* BRIEF: Nothing but the line containing "# for every instance of the tiled" and the lines after it in the entries below should appear, each repeated exactly.

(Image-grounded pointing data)
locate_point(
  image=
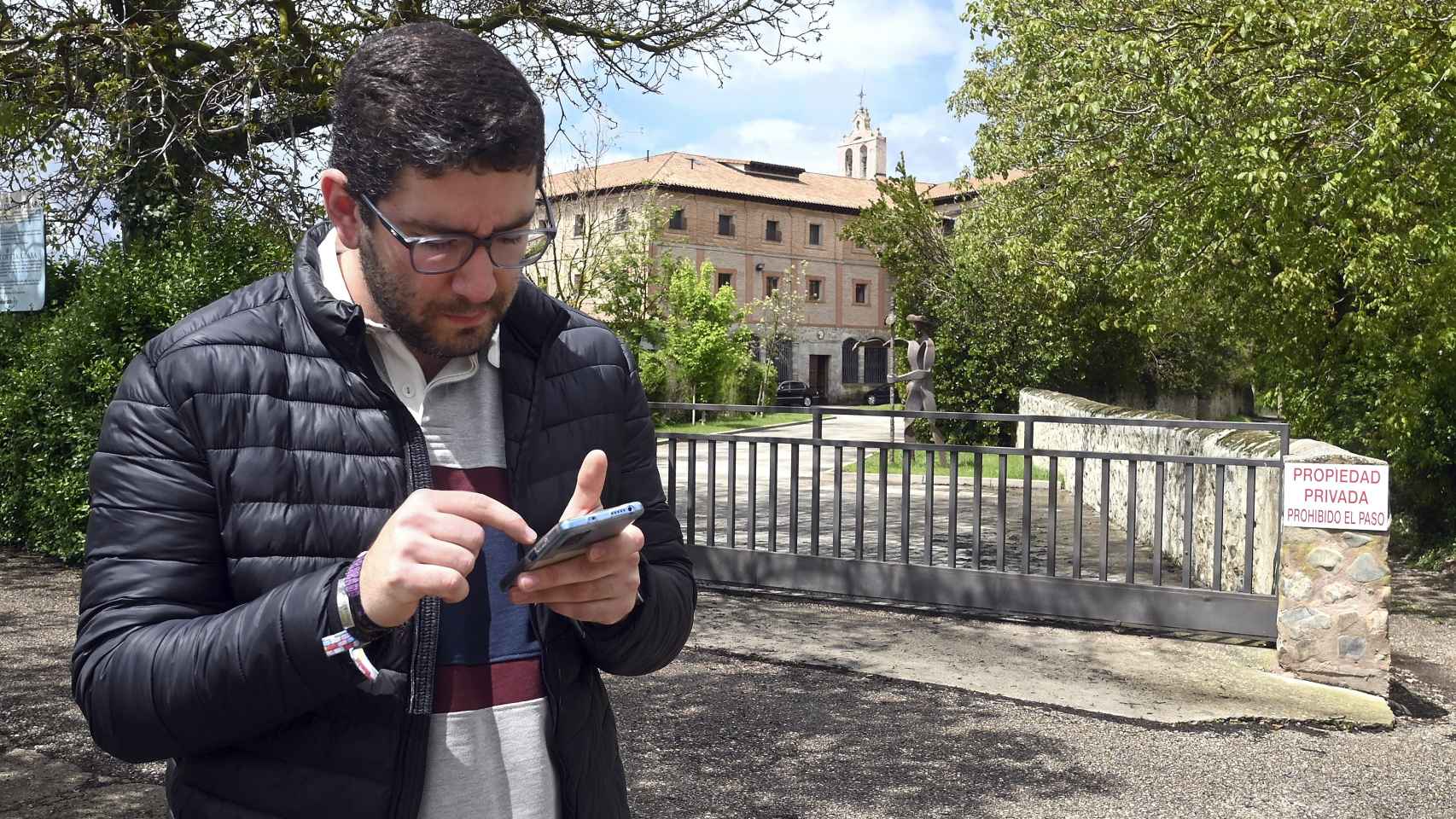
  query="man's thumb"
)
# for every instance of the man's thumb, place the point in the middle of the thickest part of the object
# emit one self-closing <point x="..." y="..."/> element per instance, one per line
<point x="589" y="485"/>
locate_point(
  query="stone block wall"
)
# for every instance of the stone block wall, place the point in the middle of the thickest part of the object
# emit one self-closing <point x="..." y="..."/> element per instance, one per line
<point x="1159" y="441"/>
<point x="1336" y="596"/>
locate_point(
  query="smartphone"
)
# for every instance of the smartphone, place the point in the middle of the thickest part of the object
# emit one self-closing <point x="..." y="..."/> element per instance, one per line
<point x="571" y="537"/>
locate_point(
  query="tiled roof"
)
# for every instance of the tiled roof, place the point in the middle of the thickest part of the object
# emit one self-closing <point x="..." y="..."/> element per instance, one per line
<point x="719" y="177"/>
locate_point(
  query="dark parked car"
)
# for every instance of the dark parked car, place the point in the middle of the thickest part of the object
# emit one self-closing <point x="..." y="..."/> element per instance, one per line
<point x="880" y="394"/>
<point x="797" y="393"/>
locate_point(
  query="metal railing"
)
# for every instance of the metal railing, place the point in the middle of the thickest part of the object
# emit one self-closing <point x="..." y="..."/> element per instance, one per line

* OUTPUT FOR THIS TASK:
# for every instance of the tiled roof, place the point in the middle of the thickest part of the object
# emit one self-closing <point x="..." y="..."/> element per instance, one per line
<point x="719" y="177"/>
locate_point(
  query="dark parked car"
)
# for every instance of the dark parked car, place the point in the middle of the thickest part of the object
# emit one self-closing <point x="..." y="..."/> element per instance, one per line
<point x="880" y="394"/>
<point x="797" y="393"/>
locate_point(
  query="metal railing"
)
# for every instance of the metal railing, place the point in the middle of the thickest part of the object
# emit one self-closing <point x="..." y="..."/> element per instance, one per line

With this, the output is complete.